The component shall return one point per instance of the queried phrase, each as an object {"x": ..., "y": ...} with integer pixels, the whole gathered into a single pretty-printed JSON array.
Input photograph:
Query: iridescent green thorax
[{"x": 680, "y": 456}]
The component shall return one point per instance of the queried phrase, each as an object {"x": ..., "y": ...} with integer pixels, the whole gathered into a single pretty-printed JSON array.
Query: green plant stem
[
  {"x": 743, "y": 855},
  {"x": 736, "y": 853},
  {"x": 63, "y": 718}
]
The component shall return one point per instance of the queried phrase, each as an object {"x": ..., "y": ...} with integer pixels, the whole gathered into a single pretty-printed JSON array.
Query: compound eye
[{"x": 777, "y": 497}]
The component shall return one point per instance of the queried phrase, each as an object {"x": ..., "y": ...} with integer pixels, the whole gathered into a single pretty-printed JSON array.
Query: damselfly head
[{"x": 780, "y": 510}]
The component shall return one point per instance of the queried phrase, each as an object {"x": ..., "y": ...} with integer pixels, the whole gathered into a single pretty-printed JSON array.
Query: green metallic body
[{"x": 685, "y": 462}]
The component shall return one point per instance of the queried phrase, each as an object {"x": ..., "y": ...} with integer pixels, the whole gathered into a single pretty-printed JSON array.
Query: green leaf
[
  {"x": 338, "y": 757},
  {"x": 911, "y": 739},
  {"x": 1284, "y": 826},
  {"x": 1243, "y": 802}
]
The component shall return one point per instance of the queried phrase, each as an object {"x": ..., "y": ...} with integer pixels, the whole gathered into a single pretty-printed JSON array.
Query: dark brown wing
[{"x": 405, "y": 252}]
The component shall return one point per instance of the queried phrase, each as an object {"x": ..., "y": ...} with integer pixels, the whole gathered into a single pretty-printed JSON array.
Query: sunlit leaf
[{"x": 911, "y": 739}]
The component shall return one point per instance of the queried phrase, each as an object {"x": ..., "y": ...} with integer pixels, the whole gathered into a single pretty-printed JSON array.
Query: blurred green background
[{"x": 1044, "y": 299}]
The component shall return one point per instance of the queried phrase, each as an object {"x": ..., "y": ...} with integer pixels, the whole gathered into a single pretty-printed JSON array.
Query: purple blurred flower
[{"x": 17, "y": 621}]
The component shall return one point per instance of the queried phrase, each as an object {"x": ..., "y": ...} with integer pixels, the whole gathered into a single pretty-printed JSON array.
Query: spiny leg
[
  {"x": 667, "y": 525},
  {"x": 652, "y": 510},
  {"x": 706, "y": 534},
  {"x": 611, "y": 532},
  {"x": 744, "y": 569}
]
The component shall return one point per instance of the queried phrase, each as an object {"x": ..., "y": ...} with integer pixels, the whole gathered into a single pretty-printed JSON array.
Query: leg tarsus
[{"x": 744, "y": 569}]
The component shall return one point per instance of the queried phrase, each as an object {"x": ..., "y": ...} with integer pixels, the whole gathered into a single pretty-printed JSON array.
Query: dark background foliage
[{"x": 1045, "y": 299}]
--------------------
Output the full listing exactly as it stands.

- **Task response**
The component shall return one point per instance of the queried phrase, each as an object {"x": ..., "y": ...} with integer pixels, the whole gathered into a single pretty-printed JSON array.
Input photograph:
Query: iridescent green thorax
[{"x": 680, "y": 456}]
The component shall return one point per instance of the queried phrase, each as an object {"x": ..., "y": ...} with integer pixels, the whole gathered into a single pretty-printed JSON array.
Query: green plant stem
[
  {"x": 743, "y": 855},
  {"x": 736, "y": 853},
  {"x": 63, "y": 718}
]
The component shall return one point per instance of the queried phrase, each as an object {"x": ..., "y": ...} with integer pixels, the whole gathered into a single pretty-printed JSON array.
Query: compound eye
[{"x": 777, "y": 497}]
The component shall return one point per instance of the queried phrase, each as an object {"x": ..., "y": ...} with integer pixels, the whole gathered into a single pretty-printed JSON array.
Query: damselfly head
[{"x": 780, "y": 510}]
The component shall return one point per instance of the queried phrase, each as an object {"x": ..., "y": ...} with integer pixels, the whole gathered into a single pretty-printed JSON array.
Query: green metallic body
[{"x": 685, "y": 462}]
The component shall return one point per instance of the queried phrase, each as an object {"x": ..., "y": ...} with integer pixels, the whole gathered into a single pretty-printed JSON array.
Query: green leaf
[
  {"x": 338, "y": 757},
  {"x": 911, "y": 739},
  {"x": 1284, "y": 826},
  {"x": 1243, "y": 802}
]
The component shall return one point per instance of the queried phrase, each as an object {"x": ..., "y": ...} with integer pixels, the whole gathered into a single pretty-printed JSON array.
Query: dark brown wing
[{"x": 405, "y": 252}]
The component shall return one point per instance of the queried phrase, each as an object {"x": ..., "y": ...} with integer pixels, the whole gathered into a single pretty-printed JSON array.
Query: sunlit leaf
[{"x": 911, "y": 739}]
The component shall return one point per instance of the queried phrase, each as an object {"x": ..., "y": ...} with integer pixels, the whole gathered into a single pretty-printed JSON array.
Query: blurred green background
[{"x": 1044, "y": 299}]
The component shall return one point per instance of the queried phrase, each as an object {"x": ..., "y": ...} with integer pixels, the whole gathered into a single pretty-printed JSON array.
Query: purple blurred flower
[{"x": 17, "y": 621}]
The component shall return one point per instance of the queried phrase, each as an object {"x": ..., "y": ...} with integer pixels, the whole gathered into a single pretty-printed JSON array.
Query: spiny leg
[
  {"x": 667, "y": 525},
  {"x": 652, "y": 510},
  {"x": 706, "y": 534},
  {"x": 611, "y": 532},
  {"x": 744, "y": 569}
]
The component shall return one point per instance of the queried phrase, each as an object {"x": ..., "y": ...} with integer pixels, the whole gathered into a single pretty-printed JSON array.
Query: leg tarsus
[{"x": 744, "y": 569}]
The component shall return one point per instance of the queried phrase, each as an object {"x": ..., "y": ...} with integer pixels, the whole gathered into a single pretty-printed JSON array.
Query: dark background foliage
[{"x": 1045, "y": 299}]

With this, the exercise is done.